* Begin Input data *

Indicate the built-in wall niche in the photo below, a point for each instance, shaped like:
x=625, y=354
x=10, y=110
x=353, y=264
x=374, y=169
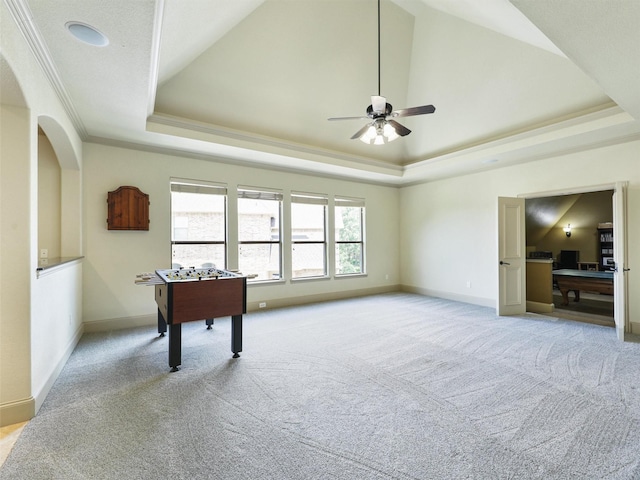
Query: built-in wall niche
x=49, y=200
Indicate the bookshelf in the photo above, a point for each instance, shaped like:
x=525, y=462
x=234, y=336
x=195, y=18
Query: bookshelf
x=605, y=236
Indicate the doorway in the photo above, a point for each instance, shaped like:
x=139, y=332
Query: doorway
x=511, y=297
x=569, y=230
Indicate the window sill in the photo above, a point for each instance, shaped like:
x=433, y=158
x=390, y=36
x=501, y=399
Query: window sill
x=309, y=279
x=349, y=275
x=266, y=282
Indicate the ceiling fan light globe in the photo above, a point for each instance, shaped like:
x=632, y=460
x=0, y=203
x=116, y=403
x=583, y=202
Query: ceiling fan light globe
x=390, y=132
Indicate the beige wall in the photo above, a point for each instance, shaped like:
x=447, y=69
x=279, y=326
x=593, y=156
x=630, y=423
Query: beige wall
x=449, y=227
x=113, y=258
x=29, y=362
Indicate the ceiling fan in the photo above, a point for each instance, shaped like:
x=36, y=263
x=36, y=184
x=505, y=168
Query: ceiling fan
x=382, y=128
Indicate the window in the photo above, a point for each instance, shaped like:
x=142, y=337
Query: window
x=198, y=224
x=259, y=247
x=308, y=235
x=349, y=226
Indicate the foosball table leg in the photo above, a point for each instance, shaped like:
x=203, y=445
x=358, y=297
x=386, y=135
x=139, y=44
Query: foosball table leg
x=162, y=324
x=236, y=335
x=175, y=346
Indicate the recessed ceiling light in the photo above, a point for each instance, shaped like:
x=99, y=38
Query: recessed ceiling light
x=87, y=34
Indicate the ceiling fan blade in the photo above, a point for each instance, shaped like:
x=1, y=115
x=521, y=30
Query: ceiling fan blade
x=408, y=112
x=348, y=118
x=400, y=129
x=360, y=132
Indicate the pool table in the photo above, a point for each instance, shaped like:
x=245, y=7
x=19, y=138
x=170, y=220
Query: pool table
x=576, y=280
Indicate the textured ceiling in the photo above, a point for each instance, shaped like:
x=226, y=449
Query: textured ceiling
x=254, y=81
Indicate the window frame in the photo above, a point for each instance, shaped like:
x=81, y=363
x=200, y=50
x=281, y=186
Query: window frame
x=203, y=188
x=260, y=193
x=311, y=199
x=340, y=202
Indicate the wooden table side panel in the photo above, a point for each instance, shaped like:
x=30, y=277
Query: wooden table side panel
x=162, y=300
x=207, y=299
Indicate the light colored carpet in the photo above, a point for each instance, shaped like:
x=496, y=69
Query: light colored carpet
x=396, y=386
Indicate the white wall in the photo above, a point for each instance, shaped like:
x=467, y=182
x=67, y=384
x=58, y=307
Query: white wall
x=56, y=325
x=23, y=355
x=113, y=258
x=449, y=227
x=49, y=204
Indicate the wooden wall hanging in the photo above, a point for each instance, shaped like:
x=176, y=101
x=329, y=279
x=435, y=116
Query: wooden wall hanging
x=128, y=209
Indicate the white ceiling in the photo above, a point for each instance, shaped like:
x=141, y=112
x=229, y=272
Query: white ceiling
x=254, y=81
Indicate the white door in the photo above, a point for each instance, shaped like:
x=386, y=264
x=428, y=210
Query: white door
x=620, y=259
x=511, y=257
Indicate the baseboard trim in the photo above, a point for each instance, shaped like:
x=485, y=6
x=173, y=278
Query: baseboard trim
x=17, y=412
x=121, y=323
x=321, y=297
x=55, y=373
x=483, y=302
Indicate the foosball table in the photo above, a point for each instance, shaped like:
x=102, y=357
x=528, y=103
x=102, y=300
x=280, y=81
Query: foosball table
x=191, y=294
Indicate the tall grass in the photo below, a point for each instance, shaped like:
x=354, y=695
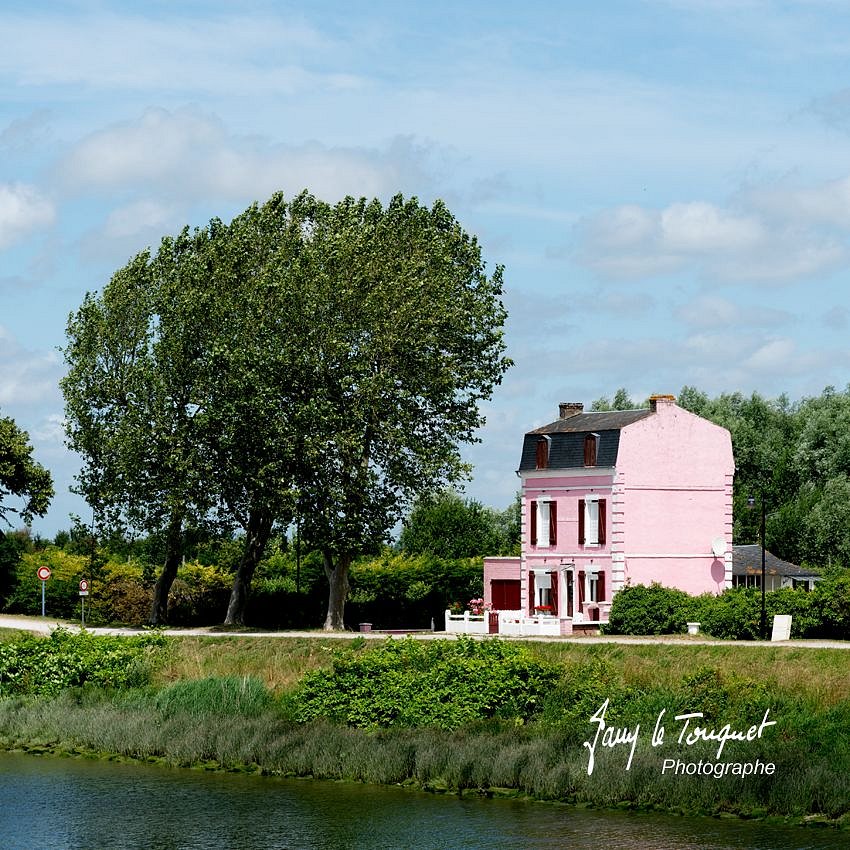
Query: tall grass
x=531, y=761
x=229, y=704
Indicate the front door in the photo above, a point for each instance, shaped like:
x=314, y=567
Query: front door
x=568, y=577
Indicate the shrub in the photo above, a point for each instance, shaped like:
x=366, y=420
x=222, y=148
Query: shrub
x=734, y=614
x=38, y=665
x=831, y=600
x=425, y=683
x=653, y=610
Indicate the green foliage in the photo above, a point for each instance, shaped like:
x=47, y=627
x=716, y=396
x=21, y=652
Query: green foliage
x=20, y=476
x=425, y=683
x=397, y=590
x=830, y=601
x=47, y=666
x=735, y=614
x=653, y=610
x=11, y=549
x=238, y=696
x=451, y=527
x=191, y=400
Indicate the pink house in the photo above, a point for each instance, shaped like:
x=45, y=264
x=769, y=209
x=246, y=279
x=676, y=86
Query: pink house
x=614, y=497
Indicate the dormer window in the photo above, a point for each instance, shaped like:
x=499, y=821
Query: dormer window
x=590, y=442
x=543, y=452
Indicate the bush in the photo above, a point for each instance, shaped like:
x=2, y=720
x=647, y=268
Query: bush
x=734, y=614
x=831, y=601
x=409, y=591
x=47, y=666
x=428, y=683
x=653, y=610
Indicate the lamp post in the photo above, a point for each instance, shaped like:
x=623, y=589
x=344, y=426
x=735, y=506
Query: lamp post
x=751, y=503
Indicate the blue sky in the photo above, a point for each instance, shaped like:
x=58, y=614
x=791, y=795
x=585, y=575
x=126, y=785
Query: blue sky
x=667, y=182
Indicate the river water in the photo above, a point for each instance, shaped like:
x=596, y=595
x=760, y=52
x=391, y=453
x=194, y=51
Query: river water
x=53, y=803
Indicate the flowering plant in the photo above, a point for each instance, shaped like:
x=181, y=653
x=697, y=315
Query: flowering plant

* End Input data *

§ **Exercise description**: Render the lines of the listing from the one containing "Indicate the tall" through the one containing "x=53, y=803", both included, as a JSON list of strings with one string per line and no blank lines. Leave out the pictures.

§ **Task result**:
[
  "Indicate the tall grass in the photo below, a point for each instance, shaped like:",
  "x=354, y=695",
  "Query: tall grass",
  "x=531, y=761",
  "x=229, y=704",
  "Indicate the front door in the photo above, a point for each instance, shaped like:",
  "x=314, y=567",
  "Query: front door",
  "x=568, y=577",
  "Indicate the shrub in the photo above, a point for each instance, shaped like:",
  "x=366, y=420",
  "x=222, y=148",
  "Query: shrub",
  "x=734, y=614",
  "x=38, y=665",
  "x=831, y=600",
  "x=425, y=683",
  "x=653, y=610",
  "Indicate the green foliage in the photo above, a point for each instance, shaped like:",
  "x=47, y=627",
  "x=716, y=396",
  "x=21, y=652",
  "Query: green foliage",
  "x=20, y=476",
  "x=425, y=683",
  "x=397, y=590",
  "x=830, y=601",
  "x=47, y=666",
  "x=735, y=614",
  "x=653, y=610",
  "x=11, y=549",
  "x=238, y=696",
  "x=451, y=527",
  "x=191, y=400",
  "Indicate the pink house in the photo above, a point for each instance, shaped like:",
  "x=45, y=264",
  "x=769, y=209",
  "x=246, y=279",
  "x=676, y=86",
  "Query: pink house",
  "x=614, y=497",
  "Indicate the dormer window in the photo above, a point for each instance, shaped like:",
  "x=499, y=821",
  "Query: dormer window",
  "x=590, y=442",
  "x=543, y=452",
  "Indicate the bush in the photo above, a point for each instance, shaped like:",
  "x=2, y=720",
  "x=647, y=268",
  "Query: bush",
  "x=734, y=614",
  "x=831, y=601",
  "x=409, y=591",
  "x=47, y=666",
  "x=428, y=683",
  "x=653, y=610",
  "Indicate the lamp post in the photo above, a point for each instance, shaped like:",
  "x=623, y=589",
  "x=344, y=426",
  "x=735, y=506",
  "Query: lamp post",
  "x=751, y=503",
  "Indicate the blue sky in the photo above, a point for each instance, shaped like:",
  "x=58, y=614",
  "x=791, y=795",
  "x=585, y=575",
  "x=126, y=785",
  "Query: blue sky",
  "x=667, y=182",
  "Indicate the river water in the photo above, a point for each instance, shaped like:",
  "x=596, y=595",
  "x=760, y=52",
  "x=391, y=453",
  "x=194, y=51",
  "Query: river water",
  "x=53, y=803"
]